Focus moves to divisive issues of health and pensions
Obama has given priority to the moral imperative of covering more people. Romney says costs must be brought under control before coverage can be extended.
Up to 45 million additional people would be covered under Obamacare, mainly by expanding Medicaid – government insurance for the poor and disabled – to those with an income 138 per cent of the poverty level or less. Everyone over 138 per cent will be required to purchase healthcare insurance or pay a fine. It is this “individual mandate” – deemed a tax by the Supreme Court – that Republicans hate most about Obamacare.
Obamacare also attempts to control costs by paying healthcare providers less for services and by decreasing utilisation. One major concern, emphasised by Romney in his criticism of Obamacare, is that providers will refuse to treat Medicare and Medicaid patients if reimbursement is inadequate.
“The US system does many more MRIs, CAT scans and surgeries than other countries, because we have a fee-for-service reimbursement system that incentivises doctors and hospitals incentives to do more,” said Dr Karpf.
Europeans have a different attitude towards end-of-life care, Dr Karpf added. “They understand that death is not optional, whereas in the US the fee-for-service system drives continuing care. Europeans wouldn’t do heart surgery on a 92-year-old.”
Dr Karpf has a lifetime’s experience in oncology, internal medicine and public health. The only option for the future, he said, is to “minimise the amount of services provided but maximise outcomes”. This will be done, he predicted, through more efficient “bundling”, “longitudinal care” and “capitation” or grouped billing systems.
He cited the healthcare company Kaiser Permanente, which cares for four million people in California, as “the direction this country will go under Obamacare, and eventually under the Republicans.”
In the system Dr Karph envisages, companies such as Kaiser will receive set fees per patient each year, and will lose money if inefficient. Patients will be able to compare mortality and complications rates in competing systems, incentivising providers not to skimp on quality. “It requires a cultural change, and will take decades, not years,” he said.
Democrats want to maintain Medicare benefits, regardless of rising costs, while Republicans are determined to limit those costs to a defined level. Romney-Ryan would give Medicare patients the option of purchasing alternative, private plans with government vouchers. Vice-president Biden has labelled it “voucher care”. Because “voucher” has a negative connotation, Republicans have begun calling it “premium support” instead.
Far less attention has been paid to Medicaid – where policies are radically different – probably because the poor are a less vocal voting group than senior citizens. Ryan has proposed cutting $810 billion (€626 billion) from Medicaid over a decade, while Obamacare would increase the Medicaid budget by $642 billion (€497 billion) for the same period.
The Supreme Court’s ruling that states cannot be forced to expand Medicaid coverage is a serious threat to Obamacare. Some governors, such as Jerry Brown in California, say they’ll find a way regardless of their finances. “No way,” said Texas governor Rick Perry. More than a dozen talk of opting out.

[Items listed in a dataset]

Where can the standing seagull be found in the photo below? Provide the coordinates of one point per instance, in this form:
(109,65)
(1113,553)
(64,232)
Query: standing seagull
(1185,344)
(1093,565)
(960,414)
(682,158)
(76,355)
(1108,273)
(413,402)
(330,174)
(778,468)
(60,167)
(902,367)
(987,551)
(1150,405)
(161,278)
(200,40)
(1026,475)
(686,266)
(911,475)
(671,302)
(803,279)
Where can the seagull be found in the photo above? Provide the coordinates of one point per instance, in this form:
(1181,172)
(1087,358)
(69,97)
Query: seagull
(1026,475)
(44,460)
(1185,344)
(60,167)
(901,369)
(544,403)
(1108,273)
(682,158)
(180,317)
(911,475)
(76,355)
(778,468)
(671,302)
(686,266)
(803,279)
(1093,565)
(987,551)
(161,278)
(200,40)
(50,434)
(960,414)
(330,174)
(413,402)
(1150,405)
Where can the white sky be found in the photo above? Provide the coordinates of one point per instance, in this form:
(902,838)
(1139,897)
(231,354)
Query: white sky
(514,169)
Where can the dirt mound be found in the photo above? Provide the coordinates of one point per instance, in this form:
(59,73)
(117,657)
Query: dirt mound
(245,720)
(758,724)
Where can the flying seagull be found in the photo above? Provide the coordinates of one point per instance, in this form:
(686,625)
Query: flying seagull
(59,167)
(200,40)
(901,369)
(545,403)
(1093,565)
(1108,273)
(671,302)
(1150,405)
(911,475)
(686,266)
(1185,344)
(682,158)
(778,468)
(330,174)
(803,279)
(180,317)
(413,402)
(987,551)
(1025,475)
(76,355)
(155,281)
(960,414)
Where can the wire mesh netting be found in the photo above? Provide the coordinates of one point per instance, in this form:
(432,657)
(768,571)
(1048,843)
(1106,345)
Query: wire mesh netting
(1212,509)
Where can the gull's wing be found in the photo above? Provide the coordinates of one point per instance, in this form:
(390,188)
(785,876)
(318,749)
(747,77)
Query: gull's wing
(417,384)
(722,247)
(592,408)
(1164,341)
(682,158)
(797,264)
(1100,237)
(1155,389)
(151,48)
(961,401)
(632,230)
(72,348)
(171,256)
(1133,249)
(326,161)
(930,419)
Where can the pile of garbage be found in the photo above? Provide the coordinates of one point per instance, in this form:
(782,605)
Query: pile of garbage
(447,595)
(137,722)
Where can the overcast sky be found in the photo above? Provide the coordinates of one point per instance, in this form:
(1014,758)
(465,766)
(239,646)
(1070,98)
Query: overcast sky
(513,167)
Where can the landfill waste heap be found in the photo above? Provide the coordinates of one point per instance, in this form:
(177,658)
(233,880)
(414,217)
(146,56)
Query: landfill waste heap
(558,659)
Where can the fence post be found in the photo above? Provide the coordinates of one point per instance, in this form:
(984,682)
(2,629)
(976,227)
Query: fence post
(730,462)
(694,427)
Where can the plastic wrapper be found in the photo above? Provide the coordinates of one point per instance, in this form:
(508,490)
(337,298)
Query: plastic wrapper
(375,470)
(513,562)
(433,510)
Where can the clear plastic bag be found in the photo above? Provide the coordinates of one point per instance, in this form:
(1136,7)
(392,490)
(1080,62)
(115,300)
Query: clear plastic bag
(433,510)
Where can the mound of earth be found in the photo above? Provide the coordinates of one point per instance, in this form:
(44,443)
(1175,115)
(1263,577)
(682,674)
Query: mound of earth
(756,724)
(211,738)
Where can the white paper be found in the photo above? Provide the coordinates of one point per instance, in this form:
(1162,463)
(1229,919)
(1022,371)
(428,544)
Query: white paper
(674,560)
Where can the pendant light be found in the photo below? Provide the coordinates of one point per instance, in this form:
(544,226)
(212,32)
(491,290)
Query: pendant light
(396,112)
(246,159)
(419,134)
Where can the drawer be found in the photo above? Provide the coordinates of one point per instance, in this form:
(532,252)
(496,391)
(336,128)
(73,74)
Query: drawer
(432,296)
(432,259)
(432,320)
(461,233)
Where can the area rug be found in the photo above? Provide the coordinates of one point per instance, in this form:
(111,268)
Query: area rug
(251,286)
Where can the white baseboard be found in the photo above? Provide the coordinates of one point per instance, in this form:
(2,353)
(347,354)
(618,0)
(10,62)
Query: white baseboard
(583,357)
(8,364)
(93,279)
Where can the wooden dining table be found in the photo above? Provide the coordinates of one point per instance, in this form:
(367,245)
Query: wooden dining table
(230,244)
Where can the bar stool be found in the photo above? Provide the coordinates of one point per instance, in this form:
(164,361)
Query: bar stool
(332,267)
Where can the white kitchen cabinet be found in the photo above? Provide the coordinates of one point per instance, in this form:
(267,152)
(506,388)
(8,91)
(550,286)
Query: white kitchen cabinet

- **Task item**
Copy the passage on health care and pensions from "Dr Karpf has" up to and including "grouped billing systems.", keeping every word unchanged. The listing has nothing to do with this.

- **Solved problem**
Dr Karpf has a lifetime’s experience in oncology, internal medicine and public health. The only option for the future, he said, is to “minimise the amount of services provided but maximise outcomes”. This will be done, he predicted, through more efficient “bundling”, “longitudinal care” and “capitation” or grouped billing systems.